*Tasks to perform*
**A)** Translate this sentence from the lesson on George Washington's inauguration into Spanish: "Washington was elected by a unanimous vote, and he was tremendously admired by citizens of the new republic."
**B)** From the lesson on George Washington's inauguration, transcribe the passage between "- Washington took" and "to New York.", inclusive.

*Source extract*

The President Without Precedent
Students explore the inauguration and administrations of George Washington.
By using the activities of this lesson, the students will:
- explore the time period and events surrounding Washington's inauguration;
- demonstrate how Washington set a precedent for each action he took
as the American republic's new president;
- compare and contrast the traditions and events of the 1789 inaugural
with the most recent inauguration.
Washington was well aware that each action he took as the nation's first
president would determine how the nation and the office of president would
be perceived from that moment on. Washington was elected by a unanimous
vote, and he was tremendously admired by citizens of the new republic.
Washington traveled from his farm at Mount Vernon, Virginia, in 1789
overland to New York, the temporary capitol of the United States. There,
he took the oath of office as stated in Article II of the new federal
Constitution. He delivered a short
but important ten-minute inaugural address. He then proceeded to consult
with members of his newly-appointed cabinet about how the duties of the
presidency should be carried out on a day-to-day basis.
- Washington took on the office of president out of loyalty for the
nation he helped form, but he was a reluctant first president. To learn
more about his reservations, visit one or more of the following sites:
- After research in the library or a class discussion, have students
brainstorm verbally or develop a written paragraph that illustrates
why Washington may have had reservations about becoming the first president.
For an alternative approach, students might want to write in a diary
format as though they are with Washington riding to his inauguration
from Virginia to New York.
Possible students responses may include the following:
- He was nervous. He knew that each action he took would be scrutinized
by the American people, by his political enemies, and by historians
to come, as well as by presidents to follow, who would look to his
example for guidance.

*Extracted material*
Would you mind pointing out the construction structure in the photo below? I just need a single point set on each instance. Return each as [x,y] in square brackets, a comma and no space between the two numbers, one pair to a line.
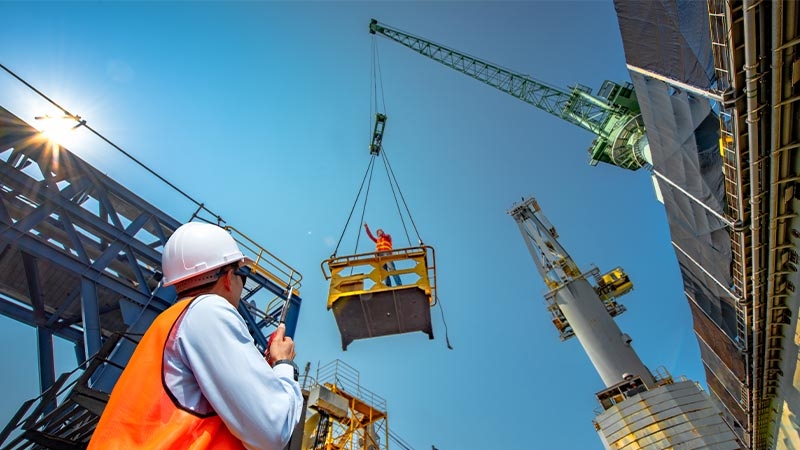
[716,84]
[81,259]
[342,414]
[640,410]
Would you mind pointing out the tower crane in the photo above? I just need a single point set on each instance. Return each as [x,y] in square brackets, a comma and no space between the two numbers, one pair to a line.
[613,114]
[580,309]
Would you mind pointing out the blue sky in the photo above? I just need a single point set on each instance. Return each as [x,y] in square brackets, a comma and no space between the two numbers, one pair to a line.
[263,111]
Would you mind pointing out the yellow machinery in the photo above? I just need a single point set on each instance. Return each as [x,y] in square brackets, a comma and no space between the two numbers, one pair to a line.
[365,306]
[344,415]
[362,297]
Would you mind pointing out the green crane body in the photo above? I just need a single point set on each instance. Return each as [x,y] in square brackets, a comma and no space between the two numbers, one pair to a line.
[612,115]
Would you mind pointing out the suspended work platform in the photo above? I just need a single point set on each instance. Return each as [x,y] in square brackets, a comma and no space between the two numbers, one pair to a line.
[368,302]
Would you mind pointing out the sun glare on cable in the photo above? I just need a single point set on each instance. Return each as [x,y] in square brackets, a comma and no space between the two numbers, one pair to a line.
[57,129]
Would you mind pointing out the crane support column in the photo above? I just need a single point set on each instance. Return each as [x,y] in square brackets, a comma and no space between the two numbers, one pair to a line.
[576,304]
[607,346]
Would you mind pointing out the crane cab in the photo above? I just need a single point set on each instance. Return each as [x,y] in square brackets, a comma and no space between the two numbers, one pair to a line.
[365,301]
[614,283]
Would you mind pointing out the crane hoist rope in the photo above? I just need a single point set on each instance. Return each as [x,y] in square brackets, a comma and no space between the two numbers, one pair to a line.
[361,295]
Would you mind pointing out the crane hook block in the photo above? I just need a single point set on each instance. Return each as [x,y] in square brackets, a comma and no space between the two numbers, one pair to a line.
[377,134]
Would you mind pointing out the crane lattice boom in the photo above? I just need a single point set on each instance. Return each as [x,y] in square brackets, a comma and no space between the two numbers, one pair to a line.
[612,115]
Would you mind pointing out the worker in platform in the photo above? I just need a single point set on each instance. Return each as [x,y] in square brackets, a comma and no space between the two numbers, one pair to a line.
[196,380]
[383,246]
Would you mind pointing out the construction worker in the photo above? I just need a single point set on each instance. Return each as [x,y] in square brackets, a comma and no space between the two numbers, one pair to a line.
[383,246]
[196,380]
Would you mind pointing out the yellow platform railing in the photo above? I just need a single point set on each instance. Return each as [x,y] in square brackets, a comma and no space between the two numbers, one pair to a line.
[365,273]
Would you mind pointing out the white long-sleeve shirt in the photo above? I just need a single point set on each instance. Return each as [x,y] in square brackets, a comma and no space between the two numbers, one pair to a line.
[211,365]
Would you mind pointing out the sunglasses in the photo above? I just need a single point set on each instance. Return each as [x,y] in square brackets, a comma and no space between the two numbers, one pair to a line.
[242,272]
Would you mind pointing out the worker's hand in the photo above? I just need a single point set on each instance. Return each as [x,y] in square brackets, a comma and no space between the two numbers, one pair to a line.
[280,346]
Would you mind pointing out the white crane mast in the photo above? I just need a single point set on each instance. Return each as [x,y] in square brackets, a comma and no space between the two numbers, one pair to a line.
[576,304]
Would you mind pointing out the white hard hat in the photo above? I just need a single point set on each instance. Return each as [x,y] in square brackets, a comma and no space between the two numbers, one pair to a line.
[197,248]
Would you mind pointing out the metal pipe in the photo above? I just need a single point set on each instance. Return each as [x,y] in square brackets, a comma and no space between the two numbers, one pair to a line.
[756,169]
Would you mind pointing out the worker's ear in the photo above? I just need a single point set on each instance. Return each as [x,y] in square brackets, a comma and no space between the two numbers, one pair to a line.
[225,279]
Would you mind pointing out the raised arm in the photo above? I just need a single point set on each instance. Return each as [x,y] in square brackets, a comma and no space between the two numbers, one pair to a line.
[369,233]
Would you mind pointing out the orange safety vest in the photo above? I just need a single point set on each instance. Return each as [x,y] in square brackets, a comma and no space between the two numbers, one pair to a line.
[140,413]
[383,244]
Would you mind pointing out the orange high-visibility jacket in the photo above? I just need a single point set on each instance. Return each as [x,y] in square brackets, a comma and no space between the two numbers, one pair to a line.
[383,243]
[140,413]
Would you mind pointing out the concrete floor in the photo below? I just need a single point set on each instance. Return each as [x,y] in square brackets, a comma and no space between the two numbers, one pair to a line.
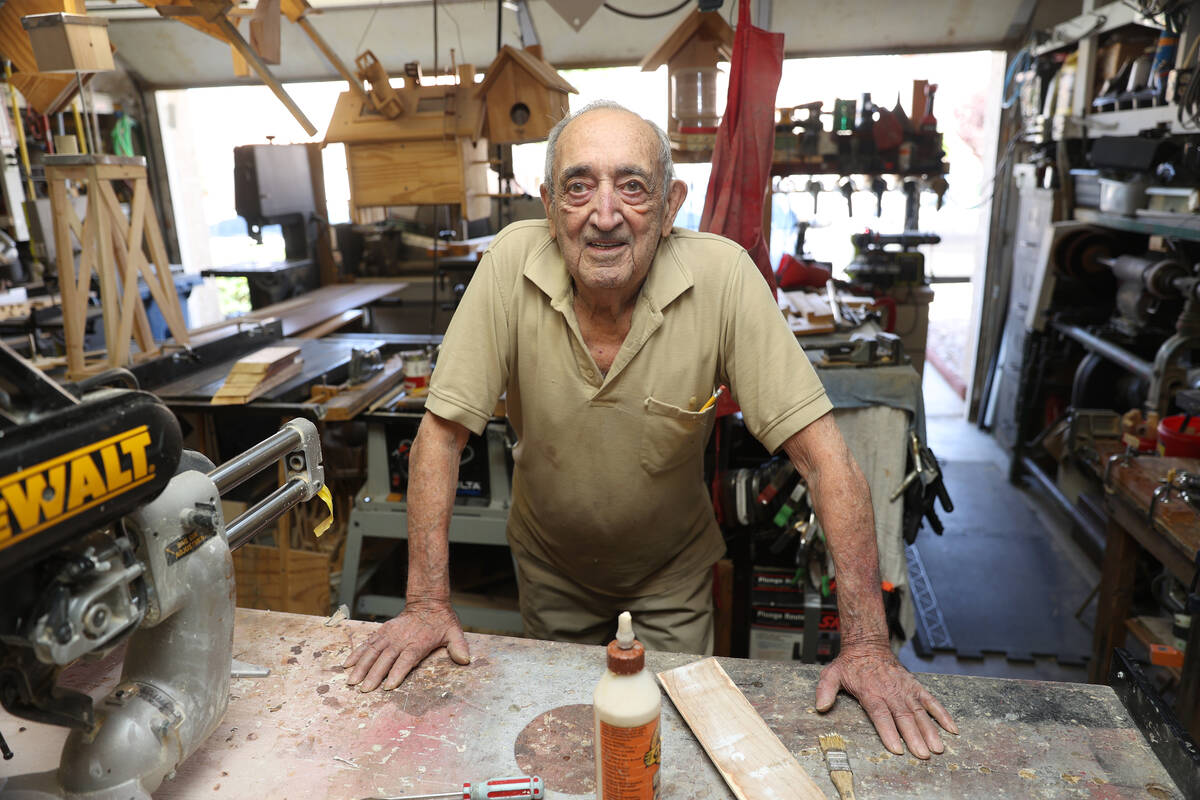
[955,440]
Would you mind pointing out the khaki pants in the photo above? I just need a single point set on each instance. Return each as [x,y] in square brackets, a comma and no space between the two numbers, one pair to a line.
[677,620]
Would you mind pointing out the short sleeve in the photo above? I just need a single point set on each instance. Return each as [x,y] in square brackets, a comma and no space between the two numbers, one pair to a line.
[473,365]
[768,373]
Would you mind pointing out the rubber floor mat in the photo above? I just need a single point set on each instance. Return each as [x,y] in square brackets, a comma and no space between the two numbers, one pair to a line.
[1002,583]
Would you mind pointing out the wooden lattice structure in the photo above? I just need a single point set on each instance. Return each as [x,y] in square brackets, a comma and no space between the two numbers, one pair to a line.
[114,247]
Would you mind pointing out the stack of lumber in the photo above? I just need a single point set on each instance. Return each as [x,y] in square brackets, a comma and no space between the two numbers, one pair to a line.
[258,373]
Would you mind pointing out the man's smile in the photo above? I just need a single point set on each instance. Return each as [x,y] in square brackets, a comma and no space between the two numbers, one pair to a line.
[606,244]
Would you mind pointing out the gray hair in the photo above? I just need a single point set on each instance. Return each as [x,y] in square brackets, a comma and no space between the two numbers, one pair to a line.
[665,162]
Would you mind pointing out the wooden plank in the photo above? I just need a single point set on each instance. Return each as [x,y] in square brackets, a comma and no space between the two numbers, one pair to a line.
[310,308]
[106,268]
[239,394]
[405,173]
[169,304]
[264,30]
[347,404]
[335,324]
[1115,600]
[282,581]
[258,373]
[281,733]
[1174,519]
[64,251]
[127,272]
[47,92]
[750,758]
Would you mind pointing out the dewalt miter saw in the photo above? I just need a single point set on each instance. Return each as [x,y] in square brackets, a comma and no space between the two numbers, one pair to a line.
[111,533]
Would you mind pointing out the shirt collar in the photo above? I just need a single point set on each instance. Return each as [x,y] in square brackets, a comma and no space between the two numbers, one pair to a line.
[669,276]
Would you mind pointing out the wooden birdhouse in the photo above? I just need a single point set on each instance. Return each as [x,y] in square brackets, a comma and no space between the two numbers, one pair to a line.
[525,97]
[47,92]
[413,145]
[691,53]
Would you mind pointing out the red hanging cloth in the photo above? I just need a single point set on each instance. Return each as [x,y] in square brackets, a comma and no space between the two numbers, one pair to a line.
[745,142]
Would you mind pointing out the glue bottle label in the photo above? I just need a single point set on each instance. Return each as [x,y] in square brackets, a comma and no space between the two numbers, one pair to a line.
[630,762]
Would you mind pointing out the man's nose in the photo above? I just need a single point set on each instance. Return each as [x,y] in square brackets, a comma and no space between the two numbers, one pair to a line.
[607,210]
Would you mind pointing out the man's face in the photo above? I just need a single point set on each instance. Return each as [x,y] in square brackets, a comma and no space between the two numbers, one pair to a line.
[610,206]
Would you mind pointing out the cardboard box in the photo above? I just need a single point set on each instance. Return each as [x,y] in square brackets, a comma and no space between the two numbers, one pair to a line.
[70,42]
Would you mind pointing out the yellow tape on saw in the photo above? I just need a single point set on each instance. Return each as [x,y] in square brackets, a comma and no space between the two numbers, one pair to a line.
[329,504]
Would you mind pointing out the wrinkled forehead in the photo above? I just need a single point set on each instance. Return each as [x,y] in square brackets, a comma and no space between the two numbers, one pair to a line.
[605,140]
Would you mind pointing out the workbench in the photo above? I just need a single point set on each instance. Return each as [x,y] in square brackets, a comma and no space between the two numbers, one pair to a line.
[1171,537]
[523,707]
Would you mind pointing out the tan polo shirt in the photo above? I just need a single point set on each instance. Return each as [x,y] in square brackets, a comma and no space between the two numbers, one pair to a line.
[609,476]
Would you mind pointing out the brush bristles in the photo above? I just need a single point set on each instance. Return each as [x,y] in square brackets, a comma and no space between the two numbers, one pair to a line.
[834,749]
[832,741]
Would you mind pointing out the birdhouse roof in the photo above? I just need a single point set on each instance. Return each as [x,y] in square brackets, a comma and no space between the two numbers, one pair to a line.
[545,73]
[706,24]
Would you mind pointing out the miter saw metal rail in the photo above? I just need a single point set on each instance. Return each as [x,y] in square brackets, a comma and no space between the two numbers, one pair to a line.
[112,533]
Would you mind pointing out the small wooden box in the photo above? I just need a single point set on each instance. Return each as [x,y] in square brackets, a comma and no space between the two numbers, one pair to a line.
[70,42]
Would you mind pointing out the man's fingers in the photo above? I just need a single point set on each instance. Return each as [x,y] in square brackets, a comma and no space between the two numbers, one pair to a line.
[928,731]
[906,722]
[881,717]
[365,657]
[403,665]
[456,647]
[381,667]
[939,711]
[355,654]
[828,686]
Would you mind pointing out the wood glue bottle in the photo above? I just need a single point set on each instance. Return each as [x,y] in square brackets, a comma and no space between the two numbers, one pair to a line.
[628,705]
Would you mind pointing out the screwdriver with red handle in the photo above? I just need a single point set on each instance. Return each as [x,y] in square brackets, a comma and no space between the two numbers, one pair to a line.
[501,788]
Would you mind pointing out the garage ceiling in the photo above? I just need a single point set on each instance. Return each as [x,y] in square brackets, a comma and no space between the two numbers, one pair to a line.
[166,54]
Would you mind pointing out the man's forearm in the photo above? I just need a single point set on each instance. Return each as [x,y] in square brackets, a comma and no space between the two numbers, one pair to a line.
[432,479]
[843,501]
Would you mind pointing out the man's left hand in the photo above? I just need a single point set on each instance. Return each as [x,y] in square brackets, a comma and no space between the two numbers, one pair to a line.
[889,695]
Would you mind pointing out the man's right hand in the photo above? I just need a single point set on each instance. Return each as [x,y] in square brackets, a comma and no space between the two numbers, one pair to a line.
[401,643]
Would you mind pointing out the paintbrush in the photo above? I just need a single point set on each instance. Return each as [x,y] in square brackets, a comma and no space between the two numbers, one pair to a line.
[834,747]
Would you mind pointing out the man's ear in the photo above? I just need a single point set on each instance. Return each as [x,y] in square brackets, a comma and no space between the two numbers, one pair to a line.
[545,204]
[676,194]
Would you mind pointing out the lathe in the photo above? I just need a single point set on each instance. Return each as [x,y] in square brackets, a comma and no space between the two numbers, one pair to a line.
[112,533]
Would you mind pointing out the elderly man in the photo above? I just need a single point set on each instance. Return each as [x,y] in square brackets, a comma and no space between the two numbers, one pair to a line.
[609,330]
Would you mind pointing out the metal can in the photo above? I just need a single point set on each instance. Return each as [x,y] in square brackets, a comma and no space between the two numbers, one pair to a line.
[417,371]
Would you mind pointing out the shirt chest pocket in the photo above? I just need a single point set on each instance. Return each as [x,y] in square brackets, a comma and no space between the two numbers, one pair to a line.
[672,435]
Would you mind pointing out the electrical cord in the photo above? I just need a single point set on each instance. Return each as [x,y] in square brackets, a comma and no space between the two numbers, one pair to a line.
[1021,62]
[655,14]
[366,28]
[1188,110]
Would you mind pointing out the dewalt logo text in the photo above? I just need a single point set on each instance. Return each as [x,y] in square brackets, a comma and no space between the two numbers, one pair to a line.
[43,495]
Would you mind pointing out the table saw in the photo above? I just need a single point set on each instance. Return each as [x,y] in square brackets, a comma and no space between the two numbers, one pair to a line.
[523,707]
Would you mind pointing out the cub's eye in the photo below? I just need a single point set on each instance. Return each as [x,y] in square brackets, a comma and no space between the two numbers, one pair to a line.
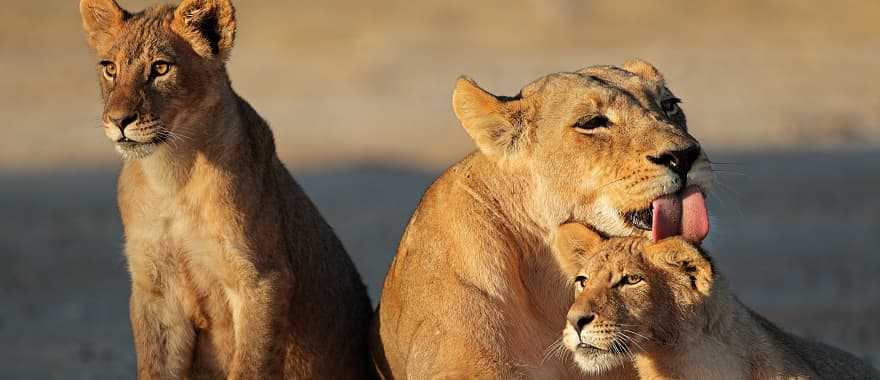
[587,124]
[581,281]
[160,68]
[670,106]
[109,69]
[632,279]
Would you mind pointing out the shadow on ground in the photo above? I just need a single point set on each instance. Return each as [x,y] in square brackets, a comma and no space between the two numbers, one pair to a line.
[796,233]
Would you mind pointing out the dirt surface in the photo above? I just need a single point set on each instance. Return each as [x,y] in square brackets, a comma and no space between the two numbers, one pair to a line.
[797,234]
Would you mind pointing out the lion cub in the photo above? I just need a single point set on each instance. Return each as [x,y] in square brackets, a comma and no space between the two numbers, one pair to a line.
[664,307]
[234,272]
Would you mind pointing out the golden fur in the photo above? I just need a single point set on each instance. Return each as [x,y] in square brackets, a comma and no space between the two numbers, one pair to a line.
[234,272]
[474,290]
[663,307]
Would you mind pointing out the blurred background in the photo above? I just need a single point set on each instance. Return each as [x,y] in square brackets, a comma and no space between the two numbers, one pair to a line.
[358,94]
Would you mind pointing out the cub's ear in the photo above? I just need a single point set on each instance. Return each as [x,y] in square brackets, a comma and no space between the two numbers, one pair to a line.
[497,125]
[102,20]
[677,255]
[643,69]
[207,25]
[571,242]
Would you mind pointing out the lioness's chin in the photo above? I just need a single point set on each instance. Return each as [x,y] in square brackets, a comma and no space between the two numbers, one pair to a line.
[596,362]
[134,151]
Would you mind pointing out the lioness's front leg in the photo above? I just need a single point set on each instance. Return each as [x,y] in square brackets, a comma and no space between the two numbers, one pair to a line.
[163,335]
[259,309]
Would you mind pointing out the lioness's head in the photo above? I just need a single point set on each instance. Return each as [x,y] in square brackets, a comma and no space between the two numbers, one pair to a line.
[631,294]
[606,146]
[158,68]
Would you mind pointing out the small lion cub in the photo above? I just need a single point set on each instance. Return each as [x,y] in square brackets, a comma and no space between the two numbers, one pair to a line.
[663,307]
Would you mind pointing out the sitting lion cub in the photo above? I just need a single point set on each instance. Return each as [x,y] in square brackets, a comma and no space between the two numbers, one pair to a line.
[665,308]
[234,273]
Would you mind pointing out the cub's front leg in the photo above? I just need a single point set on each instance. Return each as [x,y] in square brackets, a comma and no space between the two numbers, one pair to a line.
[163,334]
[259,303]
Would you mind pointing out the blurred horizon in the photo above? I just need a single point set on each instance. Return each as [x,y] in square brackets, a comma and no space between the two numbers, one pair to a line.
[343,81]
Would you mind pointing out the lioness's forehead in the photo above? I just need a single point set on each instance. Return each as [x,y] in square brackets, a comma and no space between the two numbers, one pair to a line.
[145,33]
[607,80]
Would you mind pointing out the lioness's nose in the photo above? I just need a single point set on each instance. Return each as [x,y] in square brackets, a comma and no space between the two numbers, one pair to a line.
[679,161]
[579,319]
[122,120]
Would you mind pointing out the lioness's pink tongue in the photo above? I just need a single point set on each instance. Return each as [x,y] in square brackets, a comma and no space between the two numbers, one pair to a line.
[694,216]
[684,215]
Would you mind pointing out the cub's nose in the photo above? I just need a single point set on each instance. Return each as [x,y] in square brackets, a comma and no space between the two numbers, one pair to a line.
[679,161]
[122,120]
[579,319]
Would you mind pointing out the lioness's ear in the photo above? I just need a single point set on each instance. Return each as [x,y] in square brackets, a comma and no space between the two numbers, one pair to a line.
[571,243]
[208,26]
[643,69]
[102,20]
[497,126]
[676,254]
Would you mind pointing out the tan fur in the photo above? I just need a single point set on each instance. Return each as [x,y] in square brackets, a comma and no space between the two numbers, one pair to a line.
[681,321]
[474,290]
[234,272]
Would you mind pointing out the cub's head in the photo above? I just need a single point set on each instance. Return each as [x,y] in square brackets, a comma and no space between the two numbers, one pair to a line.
[606,146]
[631,294]
[159,69]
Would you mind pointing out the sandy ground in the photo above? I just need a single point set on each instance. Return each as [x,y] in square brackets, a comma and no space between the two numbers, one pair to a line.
[797,234]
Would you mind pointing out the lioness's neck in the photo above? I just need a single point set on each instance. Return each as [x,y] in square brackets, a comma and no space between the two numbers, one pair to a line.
[506,191]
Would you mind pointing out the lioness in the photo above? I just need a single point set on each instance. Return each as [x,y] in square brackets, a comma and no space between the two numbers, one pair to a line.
[664,307]
[234,272]
[474,290]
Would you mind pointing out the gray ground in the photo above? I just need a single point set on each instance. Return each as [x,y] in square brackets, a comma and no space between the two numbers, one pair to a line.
[796,234]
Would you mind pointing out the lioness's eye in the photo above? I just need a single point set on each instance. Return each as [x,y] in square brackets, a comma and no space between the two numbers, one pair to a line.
[160,68]
[670,106]
[632,279]
[592,122]
[109,69]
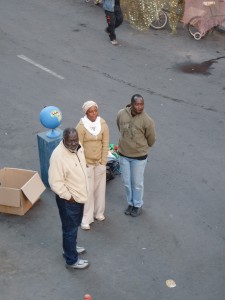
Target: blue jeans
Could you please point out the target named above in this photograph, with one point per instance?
(132, 171)
(71, 215)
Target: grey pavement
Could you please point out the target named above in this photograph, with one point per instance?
(180, 234)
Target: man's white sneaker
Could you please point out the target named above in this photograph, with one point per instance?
(85, 226)
(80, 250)
(102, 218)
(80, 264)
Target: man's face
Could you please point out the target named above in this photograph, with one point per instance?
(71, 142)
(138, 106)
(92, 113)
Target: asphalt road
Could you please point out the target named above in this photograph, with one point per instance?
(55, 52)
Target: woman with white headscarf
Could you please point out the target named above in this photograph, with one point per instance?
(94, 136)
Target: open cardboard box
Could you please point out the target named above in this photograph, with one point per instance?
(19, 190)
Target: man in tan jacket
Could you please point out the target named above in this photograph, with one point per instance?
(68, 179)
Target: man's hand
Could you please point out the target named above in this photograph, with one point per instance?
(71, 200)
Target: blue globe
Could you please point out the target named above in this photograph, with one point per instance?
(51, 117)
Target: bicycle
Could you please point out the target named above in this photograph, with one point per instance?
(162, 15)
(160, 19)
(200, 26)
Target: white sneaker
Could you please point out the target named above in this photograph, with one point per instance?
(114, 42)
(85, 226)
(80, 264)
(102, 218)
(80, 250)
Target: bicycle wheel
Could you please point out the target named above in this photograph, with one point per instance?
(160, 20)
(193, 30)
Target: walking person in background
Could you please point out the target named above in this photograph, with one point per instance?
(114, 18)
(68, 179)
(137, 134)
(94, 136)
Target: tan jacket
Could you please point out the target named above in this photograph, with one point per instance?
(95, 147)
(67, 174)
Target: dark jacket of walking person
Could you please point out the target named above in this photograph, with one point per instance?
(114, 18)
(137, 134)
(68, 180)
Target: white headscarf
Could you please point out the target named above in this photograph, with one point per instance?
(93, 127)
(88, 104)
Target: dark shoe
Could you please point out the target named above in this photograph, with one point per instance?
(128, 210)
(114, 42)
(136, 211)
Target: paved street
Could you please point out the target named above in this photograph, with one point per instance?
(55, 52)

*Answer list*
**A)** Washington fue elegido por voto unánime, y era enormemente admirado por los ciudadanos de la nueva república.

**B)**
- Washington took on the office of president out of loyalty for the
nation he helped form, but he was a reluctant first president. To learn
more about his reservations, visit one or more of the following sites:
- After research in the library or a class discussion, have students
brainstorm verbally or develop a written paragraph that illustrates
why Washington may have had reservations about becoming the first president.
For an alternative approach, students might want to write in a diary
format as though they are with Washington riding to his inauguration
from Virginia to New York.